TASK INSTRUCTIONS: Present the items below as a two-column Markdown table headed No. and Entry, with one numbered row per line and any blank lines omitted. Start at the line containing "If you could tag the ear" and end at the line containing "<point>506,204</point>".

DATA LINES:

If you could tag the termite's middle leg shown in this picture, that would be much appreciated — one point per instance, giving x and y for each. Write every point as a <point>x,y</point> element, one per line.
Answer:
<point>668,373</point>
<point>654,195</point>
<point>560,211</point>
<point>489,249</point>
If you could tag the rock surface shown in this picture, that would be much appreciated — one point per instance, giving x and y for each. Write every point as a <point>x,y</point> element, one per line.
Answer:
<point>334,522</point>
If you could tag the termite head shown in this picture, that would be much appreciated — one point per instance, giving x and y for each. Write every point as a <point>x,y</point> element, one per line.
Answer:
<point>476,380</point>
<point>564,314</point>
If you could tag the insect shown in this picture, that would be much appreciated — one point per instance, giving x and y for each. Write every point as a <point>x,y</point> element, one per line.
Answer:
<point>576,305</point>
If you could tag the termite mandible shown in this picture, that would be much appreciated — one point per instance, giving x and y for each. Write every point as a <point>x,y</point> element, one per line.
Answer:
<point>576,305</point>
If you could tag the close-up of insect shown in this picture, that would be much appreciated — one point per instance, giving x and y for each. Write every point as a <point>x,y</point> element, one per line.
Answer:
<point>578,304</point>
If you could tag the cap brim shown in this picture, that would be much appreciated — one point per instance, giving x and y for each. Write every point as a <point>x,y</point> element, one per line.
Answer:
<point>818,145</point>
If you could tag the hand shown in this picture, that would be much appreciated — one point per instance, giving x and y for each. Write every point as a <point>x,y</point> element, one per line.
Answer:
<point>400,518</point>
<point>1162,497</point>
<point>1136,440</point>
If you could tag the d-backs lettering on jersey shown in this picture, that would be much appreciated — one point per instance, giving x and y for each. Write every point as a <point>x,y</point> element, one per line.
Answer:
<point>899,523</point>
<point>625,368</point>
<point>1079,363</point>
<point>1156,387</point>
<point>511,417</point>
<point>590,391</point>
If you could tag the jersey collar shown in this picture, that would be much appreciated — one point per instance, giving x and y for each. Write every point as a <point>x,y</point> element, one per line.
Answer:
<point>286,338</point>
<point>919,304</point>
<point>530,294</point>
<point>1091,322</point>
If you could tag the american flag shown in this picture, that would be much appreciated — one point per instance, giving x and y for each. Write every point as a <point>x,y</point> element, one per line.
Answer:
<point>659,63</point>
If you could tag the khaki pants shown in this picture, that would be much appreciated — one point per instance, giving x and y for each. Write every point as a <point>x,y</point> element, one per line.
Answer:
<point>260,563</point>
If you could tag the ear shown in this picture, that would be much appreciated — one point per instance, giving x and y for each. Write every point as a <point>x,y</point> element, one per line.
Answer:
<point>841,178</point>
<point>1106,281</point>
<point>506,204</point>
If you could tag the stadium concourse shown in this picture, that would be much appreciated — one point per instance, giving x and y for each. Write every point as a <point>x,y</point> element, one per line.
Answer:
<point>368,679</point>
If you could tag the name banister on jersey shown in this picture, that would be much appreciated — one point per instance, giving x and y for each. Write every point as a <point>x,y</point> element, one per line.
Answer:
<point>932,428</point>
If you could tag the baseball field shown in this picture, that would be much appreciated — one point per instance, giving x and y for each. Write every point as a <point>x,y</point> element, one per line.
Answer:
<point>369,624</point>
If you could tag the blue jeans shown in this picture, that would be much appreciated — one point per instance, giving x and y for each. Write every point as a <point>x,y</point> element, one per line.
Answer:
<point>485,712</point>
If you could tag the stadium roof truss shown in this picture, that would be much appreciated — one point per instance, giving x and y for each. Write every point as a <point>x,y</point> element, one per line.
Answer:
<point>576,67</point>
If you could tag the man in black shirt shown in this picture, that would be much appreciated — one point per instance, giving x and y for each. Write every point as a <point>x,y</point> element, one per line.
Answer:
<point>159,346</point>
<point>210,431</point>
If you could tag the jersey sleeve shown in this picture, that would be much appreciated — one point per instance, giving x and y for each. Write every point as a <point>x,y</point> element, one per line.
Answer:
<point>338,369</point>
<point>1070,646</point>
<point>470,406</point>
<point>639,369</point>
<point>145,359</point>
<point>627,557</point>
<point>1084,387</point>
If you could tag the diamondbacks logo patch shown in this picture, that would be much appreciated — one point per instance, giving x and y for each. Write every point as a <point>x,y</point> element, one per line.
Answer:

COMPLETED EXERCISE:
| No. | Entry |
|---|---|
| 1 | If you could tag the ear shown in this picture, that would be much appreciated — one point per instance, giving x and y for each. Write every point as a <point>x,y</point> element, one per line. |
| 2 | Answer: |
| 3 | <point>841,178</point> |
| 4 | <point>1106,281</point> |
| 5 | <point>506,204</point> |